## GIVEN REQUEST 1
Report every line of the records below that contains the word "hair", copying each line in full.

"Buzz-Buzz-Buzz" is a song written by John Gray and Bobby Day and performed by The Hollywood Flames.  The lead vocals were by Earl Nelson, and later by Bob & Earl.  It reached number 5 on the US R&B chart and number 11 on the Billboard pop chart in 1957.

The single ranked 94th on Billboard's Year-End Hot 100 singles of 1958.

Other versions
Rusty Draper released a version of the song as the B-side to his 1957 single, "I Get the Blues When It Rains".
Frankie Lymon released a version of the song as the B-side to his 1960 single, "Waitin' in School".
Day later released a version of the song as the B-side to his 1963 single, "Pretty Little Girl Next Door".
Rocky Roberts and the Airedales released a version of the song as a single in 1967.
Shakin' Stevens and the Sunsets released a version of the song on his 1973 album, Shakin' Stevens & Sunsets.
Jonathan Richman & the Modern Lovers released a version of the song as a single in 1978 in the United Kingdom.

## DATA FOR THE TASK
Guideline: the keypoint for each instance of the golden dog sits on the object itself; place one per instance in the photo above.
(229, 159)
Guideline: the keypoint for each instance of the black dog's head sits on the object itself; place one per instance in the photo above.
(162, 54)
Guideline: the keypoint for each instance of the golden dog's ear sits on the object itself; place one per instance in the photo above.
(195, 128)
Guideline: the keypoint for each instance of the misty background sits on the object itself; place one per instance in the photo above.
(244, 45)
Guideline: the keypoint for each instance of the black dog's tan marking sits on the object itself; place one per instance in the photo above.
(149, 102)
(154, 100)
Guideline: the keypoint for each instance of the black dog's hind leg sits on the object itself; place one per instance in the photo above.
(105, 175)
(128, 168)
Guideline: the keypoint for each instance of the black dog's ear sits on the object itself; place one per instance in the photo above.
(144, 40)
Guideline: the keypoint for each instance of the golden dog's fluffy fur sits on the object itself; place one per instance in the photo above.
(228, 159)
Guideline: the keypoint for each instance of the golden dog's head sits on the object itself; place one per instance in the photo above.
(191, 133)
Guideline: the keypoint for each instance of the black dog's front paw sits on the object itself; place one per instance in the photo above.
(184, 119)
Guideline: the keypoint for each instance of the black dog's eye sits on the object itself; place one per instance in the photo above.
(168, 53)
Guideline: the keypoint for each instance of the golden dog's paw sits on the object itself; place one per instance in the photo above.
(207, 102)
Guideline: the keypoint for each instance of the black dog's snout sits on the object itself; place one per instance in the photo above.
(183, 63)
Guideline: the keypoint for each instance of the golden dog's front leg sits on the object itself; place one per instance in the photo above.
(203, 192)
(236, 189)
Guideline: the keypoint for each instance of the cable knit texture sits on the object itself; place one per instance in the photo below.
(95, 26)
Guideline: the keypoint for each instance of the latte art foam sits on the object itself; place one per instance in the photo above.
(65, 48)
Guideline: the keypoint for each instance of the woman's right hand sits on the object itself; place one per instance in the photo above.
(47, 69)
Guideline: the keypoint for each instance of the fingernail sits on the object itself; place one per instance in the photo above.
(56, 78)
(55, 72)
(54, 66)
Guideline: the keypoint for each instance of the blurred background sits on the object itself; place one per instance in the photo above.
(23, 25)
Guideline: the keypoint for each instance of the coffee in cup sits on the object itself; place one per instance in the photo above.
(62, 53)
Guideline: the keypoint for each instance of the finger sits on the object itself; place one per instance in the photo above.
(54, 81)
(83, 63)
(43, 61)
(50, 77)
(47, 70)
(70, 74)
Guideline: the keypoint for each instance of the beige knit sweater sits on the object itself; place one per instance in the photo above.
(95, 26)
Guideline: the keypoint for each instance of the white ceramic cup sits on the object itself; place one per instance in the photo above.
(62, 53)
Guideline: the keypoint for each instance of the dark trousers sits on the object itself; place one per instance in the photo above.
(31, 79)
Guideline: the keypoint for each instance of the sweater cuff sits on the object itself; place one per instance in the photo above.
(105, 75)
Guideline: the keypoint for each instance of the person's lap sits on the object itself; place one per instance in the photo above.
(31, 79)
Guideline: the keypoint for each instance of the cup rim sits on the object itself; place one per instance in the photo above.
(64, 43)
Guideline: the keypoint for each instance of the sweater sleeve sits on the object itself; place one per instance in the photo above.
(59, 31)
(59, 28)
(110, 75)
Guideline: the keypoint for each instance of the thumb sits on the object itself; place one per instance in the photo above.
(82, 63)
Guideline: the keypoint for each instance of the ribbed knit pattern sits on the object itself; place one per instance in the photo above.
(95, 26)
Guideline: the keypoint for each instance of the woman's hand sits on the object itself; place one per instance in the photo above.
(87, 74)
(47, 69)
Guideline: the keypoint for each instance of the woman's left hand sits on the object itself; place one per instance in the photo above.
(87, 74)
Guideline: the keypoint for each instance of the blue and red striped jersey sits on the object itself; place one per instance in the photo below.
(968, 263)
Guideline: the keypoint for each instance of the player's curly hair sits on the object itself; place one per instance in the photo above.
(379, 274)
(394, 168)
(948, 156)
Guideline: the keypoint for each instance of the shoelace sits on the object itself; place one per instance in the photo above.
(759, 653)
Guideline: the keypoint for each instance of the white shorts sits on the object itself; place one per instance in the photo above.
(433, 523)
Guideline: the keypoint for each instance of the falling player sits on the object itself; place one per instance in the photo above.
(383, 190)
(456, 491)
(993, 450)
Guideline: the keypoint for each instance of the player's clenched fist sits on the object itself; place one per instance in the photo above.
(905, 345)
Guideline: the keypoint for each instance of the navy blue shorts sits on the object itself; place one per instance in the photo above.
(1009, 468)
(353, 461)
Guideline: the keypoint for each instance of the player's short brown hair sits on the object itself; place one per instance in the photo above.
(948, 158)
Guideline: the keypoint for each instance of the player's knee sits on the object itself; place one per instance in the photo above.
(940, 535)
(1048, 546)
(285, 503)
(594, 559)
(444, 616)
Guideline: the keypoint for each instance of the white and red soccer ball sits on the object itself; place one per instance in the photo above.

## GIVEN REQUEST 2
In the text about "Buzz-Buzz-Buzz," where did the single rank on Billboard's Year-End Hot 100 singles of 1958?

## WRITTEN RESPONSE 1
Guideline: the keypoint for each instance of the player's curly hair sits on the object itself; place one per instance in the photo above.
Guideline: the keypoint for each instance of the player's short brown hair sits on the object itself; place one per instance in the photo above.

## WRITTEN RESPONSE 2
94th